*Reading text*:

▬▬▬▬▬▬

Frustrated truckers blocked a highway in the central state of Maracay in protest over the shortages on Friday, social media images showed. Industry groups said the unprecedented rationing would create delays delivering goods to markets in the OPEC nation, reeling from a prolonged economic crisis.
The diesel squeeze came after the country suffered widespread gasoline shortages throughout 2020, prompting President Nicolas Maduro to cut longstanding heavy subsidies and import gasoline from Iran. Diesel is still distributed to truckers free of charge.
Before the recent crisis, cheap and abundant fuel had long been taken for granted in Venezuela, home to the world's largest crude reserves.
"We are talking about an unparalleled difficulty in recent times," said Jesus Rodriguez, president of the chamber of commerce for the central city of Puerto Cabello, home to Venezuela's largest container port.

▬▬▬▬▬▬

*Brief A*:
In the passage on Venezuela's fuel shortages, rewrite the part that opens with the words containing "Before the recent" and closes with "largest container port.", replacing "container port" with "cargo terminal".
*Brief B*:
According to the passage on Venezuela's fuel shortages, what position does Jesus Rodriguez hold?

▬▬▬▬▬▬

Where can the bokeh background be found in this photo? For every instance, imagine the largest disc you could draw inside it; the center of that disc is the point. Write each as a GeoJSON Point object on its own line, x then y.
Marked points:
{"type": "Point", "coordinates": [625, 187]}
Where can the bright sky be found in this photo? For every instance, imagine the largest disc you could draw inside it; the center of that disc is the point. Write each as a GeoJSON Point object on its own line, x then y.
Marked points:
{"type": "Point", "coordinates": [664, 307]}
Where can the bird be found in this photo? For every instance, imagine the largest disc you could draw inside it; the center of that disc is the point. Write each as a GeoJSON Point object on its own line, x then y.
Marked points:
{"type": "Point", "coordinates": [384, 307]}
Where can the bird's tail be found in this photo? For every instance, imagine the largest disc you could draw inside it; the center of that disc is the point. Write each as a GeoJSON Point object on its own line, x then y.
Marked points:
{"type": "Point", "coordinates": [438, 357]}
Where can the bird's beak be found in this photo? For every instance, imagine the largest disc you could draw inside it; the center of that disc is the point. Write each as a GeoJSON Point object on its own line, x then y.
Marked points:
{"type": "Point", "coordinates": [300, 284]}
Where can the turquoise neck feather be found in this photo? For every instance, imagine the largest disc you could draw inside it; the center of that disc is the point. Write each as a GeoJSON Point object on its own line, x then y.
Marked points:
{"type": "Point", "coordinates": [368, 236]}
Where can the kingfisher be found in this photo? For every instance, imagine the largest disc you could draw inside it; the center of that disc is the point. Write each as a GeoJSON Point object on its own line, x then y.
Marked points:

▬▬▬▬▬▬

*Response area A*:
Before the recent crisis, cheap and abundant fuel had long been taken for granted in Venezuela, home to the world's largest crude reserves.
"We are talking about an unparalleled difficulty in recent times," said Jesus Rodriguez, president of the chamber of commerce for the central city of Puerto Cabello, home to Venezuela's largest cargo terminal.

*Response area B*:
He is president of the chamber of commerce for the central city of Puerto Cabello.